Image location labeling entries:

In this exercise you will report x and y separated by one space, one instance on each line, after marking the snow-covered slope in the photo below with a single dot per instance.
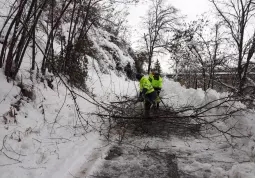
46 136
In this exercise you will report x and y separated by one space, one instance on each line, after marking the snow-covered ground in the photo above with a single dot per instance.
36 146
47 138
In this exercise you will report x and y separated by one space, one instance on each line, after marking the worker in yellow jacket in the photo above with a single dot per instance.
156 82
147 94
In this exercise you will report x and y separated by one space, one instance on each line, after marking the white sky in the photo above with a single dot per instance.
190 8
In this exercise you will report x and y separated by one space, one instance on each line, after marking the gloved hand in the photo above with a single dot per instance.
140 99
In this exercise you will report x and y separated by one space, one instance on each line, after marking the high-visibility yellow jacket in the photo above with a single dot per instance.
145 86
157 84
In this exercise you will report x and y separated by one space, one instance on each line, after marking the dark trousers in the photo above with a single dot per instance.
150 99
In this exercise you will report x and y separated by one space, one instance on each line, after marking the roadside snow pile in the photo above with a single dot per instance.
48 139
218 154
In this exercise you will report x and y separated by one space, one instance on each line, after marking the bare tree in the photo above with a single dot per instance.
160 21
238 16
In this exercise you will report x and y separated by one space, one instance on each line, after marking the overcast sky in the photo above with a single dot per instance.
190 8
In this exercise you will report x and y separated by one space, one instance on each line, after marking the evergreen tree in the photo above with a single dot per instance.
157 67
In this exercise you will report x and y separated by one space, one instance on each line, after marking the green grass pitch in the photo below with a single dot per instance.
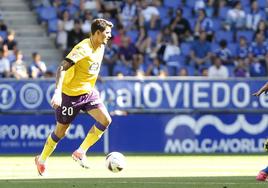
179 171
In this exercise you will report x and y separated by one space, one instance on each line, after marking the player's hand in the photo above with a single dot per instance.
56 99
263 89
265 145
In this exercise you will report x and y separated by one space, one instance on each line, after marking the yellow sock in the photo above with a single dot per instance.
93 135
49 147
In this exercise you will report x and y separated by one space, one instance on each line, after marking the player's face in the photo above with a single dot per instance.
105 35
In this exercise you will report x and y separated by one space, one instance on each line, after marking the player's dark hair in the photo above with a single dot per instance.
100 24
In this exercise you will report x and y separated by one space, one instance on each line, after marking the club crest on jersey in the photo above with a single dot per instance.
93 68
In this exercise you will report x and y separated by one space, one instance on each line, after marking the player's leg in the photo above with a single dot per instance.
263 174
50 145
103 120
64 116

## Exercise objective:
Write out all of the material above again, replacing "single dot" with "single marker" wherever it appears and keeping everything else the same. Leave the pictures out.

## Result of the task:
In this exercise you will report x and y separated by one space, one instance on each line, after marking the snow-covered slope in the photo below with a single marker per instance.
46 136
In this exercise you will report x and y separated by one space, one instance on each line, after marking the snow-covered ground in the photo above with a single marker per instance.
36 146
47 138
In this exercise you will report x and y separated by one space, one instance on each line, after marking the worker in yellow jacket in the photo above with a single marker per instance.
156 82
147 94
In this exercise you will report x and y separated by one space, one instance on each line, after marking the white sky in the photo above with a single marker per instance.
190 8
In this exercise you will report x and y separated by one space, one instance on each line, after marking the gloved hand in the photo above with a single marker per instance.
140 99
In this exercise you will report x and y separated by one space, one instance on each line, after marking the high-visibility yellow jacket in the photo above with a single marker per instance.
145 86
157 84
In this exercise you will report x and y separated by one space, one instance on each line, after marking the dark trousers in the photo above with a single marker per instance.
150 99
In this exercise you will report x and y separated by one space, one instance on each line, after marking the roadside snow pile in the photo above with a single marker per instance.
48 139
218 154
In this exercise you will report x and y separated by one space, one instance on each line, after marking the bare tree in the photo above with a single marker per instance.
160 21
238 16
In this exercise you will report x and y separated by one space, one instance on each line, after marking the overcast sky in the photo above with a single marker per instance.
190 8
In this exercise you will report x and y separated by one space, one instance on each line, after marking the evergreen tree in the photo above with a single marker per instance.
157 67
In this exercise you will report x and y separated by one space, one instance on each line, after marking the green grass pitch in the photo below with a single marker per instance.
179 171
In this exercise you will report x and y separated by one space, one instance on each line, after marking the player's hand in the photo above with a single marker per instance.
56 99
263 89
265 145
In this exercise you will report x and y separated by one space, one instance on each line, after marking the yellow sock in the photo above with a single marker per instance.
93 135
49 147
In this exercise you will report x and y separated by one space, one instance on each line, after marking the player's face in the photo above with a single marker per instance.
105 35
In this exercise you will report x and y separated by one space, one instance on each line, after marking the player's dark hair in the photo above with a single marker per instance.
100 24
In this exercise you will report x and y separated by one space, one instance on each line, after marking the club crest on jersey in the photo above with a single marker per instance.
93 68
In this exercise you will report x and y separated by one space, one instance on each line, after marking the player's leg in the photo above with a single marker per instance.
263 174
50 145
103 120
64 116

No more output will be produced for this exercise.